TASK TO COMPLETE> Copy out the data below word for word, leaving every line unchanged.

ENTRIES>
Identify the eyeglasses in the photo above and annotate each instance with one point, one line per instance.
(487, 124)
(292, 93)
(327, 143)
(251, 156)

ANSWER>
Identify the eyeglasses in the photo above and annotate each instance with one point, one line per instance.
(487, 124)
(292, 93)
(327, 143)
(251, 156)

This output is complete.